#### PAGE

And then, after that, I worked for a company called Allied Domecq which had a brand called Sauza tequila. And so I learned all about tequila, so everything you want to do. It sounds like a glamorous job, but in any food job you might ever have…as a marketing person, you have to do taste testing with the RD people, starting at 8 a.m…tasting tequila for, like, two days straight. So, there are some not-so-glamorous parts of working for a tequila company.
AB: Did you ever merge the two—M&Ms in the tequila?
DR: No, I do not recommend merging. It’s interesting to talk about both, but they are distinct and separate occasions.
AB: So you absolutely have mixed them just to see what happens?
DR: Oh, yes, yes, yes. You have to, right? It’s like doing the worm at the bottom, but the peanut M&M does not have the same effect.
AB: Yeah. Alright, so, at least for what we’re doing here today, could you tell us a little bit more about yourself and describe what you do?
DR: Yeah, so, I’d like to tell people a bit more of a personal background about myself. One of our claims to fame is that I have two sets of twins. We have 16-year-old and 13-year-old boy and girl twins.
DR: And a lot of people also know my wife, Sarah Garces Roselli. And Sarah does a ton of stuff in town, so when they meet both of us, and they know our parenting background, they just kind of look at us and go, “Yeah, that figures for the Rosellis. That makes about sense.”
And I’m really passionate about Michigan State. I’m alum of Michigan State, and love the school. Whenever something happens regarding Michigan State in Charlotte, I have about 40 people who call me and say, “Hey, did you see this?” I’m like, Yeah, yes, I saw that.
AB: That’s pretty fascinating. So with Packard Place, I know you cofounded it a couple of years ago, but what’s the one-line answer of what you do over there?
DR: Think of it as an entrepreneurship campus, or entrepreneurship hub to bring the entrepreneurial community together…all of the different elements, give it a place to interact, having these spontaneous interactions happen.
AB: That’s awesome, Dan.
We also have a second guest here that you probably already know. Charles Thomas is also joining us on today’s podcast, and Charles is currently the Program Director for Charlotte at the John S. and James L. Knight Foundation, and former Executive Director of Queen City Forward. He’s an artist and an educator and a social entrepreneur, and the list continues on and on. He’s done everything from co-publish a book on photography to launching programs that socialize and catalyze entrepreneurship. He has been a driving force for empowering others to innovate for the greater good in Charlotte and specializes in social entrepreneurship, business consulting, non-profit management, arts and education…he does it all.
Charles, between the two of you, really…like there’s a lot of stuff going on.
CT: The way you read that. I’m like, Wow.
AB: Charles, do you have an M&M and tequila worthy story? I know you do.
CT: I probably do, but I don’t think I have one right now. An M&M and tequila story…I’ve had a lot of fun in my journey, but I don’t think I’ve mixed M&Ms and tequila on the way.
AB: Can you tell us a little bit more about yourself and what you’re doing at Knight?

#### AIM OF THE TASK
Please name the tequila brand that Allied Domecq had, according to the interview. The data that comes next has nothing to do with the interview.

#### PROVIDED MATERIAL
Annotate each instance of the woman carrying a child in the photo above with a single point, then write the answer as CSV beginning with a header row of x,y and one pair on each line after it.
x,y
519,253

#### FINAL RESULT
Sauza tequila.